_Supplied records_
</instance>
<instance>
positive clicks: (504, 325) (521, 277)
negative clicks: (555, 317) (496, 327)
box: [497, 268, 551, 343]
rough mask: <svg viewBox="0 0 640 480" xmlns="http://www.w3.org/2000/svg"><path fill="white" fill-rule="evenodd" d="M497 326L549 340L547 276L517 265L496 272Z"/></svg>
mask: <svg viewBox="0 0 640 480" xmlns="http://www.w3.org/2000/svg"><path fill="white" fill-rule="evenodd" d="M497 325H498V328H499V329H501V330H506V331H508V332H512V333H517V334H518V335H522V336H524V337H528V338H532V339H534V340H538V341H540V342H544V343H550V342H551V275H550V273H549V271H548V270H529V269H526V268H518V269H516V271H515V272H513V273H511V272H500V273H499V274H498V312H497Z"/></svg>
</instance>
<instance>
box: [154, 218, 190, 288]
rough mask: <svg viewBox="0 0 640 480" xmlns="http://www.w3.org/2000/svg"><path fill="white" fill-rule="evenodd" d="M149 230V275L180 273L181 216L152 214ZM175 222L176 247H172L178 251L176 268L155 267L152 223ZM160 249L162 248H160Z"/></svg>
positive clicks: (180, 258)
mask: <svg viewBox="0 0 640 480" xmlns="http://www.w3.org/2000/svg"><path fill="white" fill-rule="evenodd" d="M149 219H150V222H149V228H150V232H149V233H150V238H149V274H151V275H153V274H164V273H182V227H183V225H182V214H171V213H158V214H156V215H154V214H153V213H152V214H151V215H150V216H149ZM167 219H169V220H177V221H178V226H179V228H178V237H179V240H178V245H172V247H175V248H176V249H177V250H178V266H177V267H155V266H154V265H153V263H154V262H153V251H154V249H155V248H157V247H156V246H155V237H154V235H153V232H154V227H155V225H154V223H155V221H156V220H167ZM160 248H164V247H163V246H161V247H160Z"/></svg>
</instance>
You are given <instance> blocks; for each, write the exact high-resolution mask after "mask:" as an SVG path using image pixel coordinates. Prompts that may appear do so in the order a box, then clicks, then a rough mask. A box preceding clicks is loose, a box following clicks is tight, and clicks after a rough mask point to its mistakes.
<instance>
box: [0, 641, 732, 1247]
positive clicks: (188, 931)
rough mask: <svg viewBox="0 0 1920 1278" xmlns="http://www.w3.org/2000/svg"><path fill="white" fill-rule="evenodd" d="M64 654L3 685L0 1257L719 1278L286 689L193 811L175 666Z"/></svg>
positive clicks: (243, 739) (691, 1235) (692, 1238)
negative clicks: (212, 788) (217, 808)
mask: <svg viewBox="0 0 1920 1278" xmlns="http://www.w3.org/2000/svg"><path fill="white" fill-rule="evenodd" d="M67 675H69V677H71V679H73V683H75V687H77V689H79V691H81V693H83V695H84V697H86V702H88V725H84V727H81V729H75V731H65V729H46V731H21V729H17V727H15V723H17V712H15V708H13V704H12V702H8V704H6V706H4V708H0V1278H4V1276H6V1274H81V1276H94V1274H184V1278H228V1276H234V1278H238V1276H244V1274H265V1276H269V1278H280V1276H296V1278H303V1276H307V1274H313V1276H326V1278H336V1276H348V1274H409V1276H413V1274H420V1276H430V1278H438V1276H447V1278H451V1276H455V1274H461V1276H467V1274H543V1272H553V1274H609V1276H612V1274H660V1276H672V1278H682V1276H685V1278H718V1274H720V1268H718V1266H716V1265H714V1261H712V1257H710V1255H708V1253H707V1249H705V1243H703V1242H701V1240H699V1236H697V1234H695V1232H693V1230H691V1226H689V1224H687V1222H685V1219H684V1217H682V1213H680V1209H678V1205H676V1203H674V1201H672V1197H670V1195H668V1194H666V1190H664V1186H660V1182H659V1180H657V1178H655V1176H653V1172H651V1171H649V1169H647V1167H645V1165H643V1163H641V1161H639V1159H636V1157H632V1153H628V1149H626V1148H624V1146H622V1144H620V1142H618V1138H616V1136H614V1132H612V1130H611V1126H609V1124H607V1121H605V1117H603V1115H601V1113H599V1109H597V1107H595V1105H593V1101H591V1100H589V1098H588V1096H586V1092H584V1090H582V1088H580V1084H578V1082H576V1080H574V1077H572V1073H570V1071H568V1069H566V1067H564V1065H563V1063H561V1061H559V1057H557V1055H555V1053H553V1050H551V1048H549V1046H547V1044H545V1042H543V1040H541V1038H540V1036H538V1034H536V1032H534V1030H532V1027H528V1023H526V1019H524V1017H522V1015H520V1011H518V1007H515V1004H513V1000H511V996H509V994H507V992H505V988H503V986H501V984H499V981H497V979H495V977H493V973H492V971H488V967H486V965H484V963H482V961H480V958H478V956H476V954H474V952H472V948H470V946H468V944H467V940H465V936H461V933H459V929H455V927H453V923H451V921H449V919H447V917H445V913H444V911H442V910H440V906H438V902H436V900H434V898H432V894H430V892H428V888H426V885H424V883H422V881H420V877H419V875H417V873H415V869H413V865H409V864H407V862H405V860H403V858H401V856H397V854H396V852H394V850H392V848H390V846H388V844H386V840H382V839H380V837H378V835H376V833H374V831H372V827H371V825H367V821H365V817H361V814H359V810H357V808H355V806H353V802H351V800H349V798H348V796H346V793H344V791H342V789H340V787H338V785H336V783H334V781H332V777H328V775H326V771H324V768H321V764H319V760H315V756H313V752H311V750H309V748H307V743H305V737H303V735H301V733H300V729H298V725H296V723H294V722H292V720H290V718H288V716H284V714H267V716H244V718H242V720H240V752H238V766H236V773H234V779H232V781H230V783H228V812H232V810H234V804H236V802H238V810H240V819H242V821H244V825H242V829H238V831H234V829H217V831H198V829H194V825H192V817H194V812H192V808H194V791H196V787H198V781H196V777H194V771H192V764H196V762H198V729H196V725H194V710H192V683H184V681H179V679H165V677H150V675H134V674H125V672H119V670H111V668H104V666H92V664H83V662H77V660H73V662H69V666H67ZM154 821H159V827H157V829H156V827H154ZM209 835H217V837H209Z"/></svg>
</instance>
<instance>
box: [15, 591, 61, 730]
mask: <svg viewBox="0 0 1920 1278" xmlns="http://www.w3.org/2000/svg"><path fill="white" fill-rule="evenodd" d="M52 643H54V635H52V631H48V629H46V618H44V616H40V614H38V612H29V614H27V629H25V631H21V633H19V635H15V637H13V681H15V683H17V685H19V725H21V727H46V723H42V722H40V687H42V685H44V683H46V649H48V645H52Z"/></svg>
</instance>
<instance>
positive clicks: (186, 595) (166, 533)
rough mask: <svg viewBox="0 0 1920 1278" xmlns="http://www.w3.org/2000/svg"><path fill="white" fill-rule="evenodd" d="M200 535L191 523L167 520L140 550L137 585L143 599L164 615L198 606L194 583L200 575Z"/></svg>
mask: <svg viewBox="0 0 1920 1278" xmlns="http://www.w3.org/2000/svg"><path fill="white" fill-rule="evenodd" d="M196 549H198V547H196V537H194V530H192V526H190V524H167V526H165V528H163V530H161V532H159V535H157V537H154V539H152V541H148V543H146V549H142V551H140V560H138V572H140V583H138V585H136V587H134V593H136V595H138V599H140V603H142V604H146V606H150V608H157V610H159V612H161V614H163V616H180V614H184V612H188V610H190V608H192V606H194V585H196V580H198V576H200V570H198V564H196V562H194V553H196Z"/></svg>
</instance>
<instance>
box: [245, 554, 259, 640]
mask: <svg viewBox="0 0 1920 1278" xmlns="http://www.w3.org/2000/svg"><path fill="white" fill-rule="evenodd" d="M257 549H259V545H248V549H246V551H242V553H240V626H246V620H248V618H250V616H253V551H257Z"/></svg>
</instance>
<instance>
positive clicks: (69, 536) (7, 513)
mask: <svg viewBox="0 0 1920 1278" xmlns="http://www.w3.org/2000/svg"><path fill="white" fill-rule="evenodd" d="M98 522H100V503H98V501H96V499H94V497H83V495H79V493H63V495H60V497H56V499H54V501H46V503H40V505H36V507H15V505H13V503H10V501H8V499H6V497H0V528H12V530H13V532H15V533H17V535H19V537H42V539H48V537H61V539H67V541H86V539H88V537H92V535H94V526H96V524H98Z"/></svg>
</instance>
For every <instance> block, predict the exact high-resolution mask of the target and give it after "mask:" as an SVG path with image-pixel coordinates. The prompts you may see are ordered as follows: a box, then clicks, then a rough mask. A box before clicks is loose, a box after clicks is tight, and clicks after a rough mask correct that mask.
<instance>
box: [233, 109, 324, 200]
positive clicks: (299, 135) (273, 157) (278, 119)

_What you will do_
Above this task is a listing. Restate, word for word and with nothing added, the lines from the one with "positive clicks: (504, 325) (521, 277)" through the one with "230V275L180 273L181 216L152".

_Result below_
positive clicks: (504, 325) (521, 277)
negative clicks: (555, 317) (496, 327)
box: [497, 268, 551, 343]
rough mask: <svg viewBox="0 0 640 480" xmlns="http://www.w3.org/2000/svg"><path fill="white" fill-rule="evenodd" d="M497 326L549 340L547 276L517 265L496 272Z"/></svg>
mask: <svg viewBox="0 0 640 480" xmlns="http://www.w3.org/2000/svg"><path fill="white" fill-rule="evenodd" d="M497 325H498V328H499V329H501V330H506V331H508V332H512V333H517V334H518V335H522V336H524V337H528V338H532V339H534V340H538V341H540V342H544V343H550V342H551V275H550V273H549V271H548V270H529V269H526V268H518V269H516V271H515V272H513V273H511V272H500V273H499V274H498V312H497Z"/></svg>
</instance>
<instance>
box: [154, 218, 190, 288]
rough mask: <svg viewBox="0 0 640 480" xmlns="http://www.w3.org/2000/svg"><path fill="white" fill-rule="evenodd" d="M149 230V275L180 273L181 216L152 214ZM175 222L176 247H172L178 251L176 268L155 267L152 223ZM160 249L162 248H160Z"/></svg>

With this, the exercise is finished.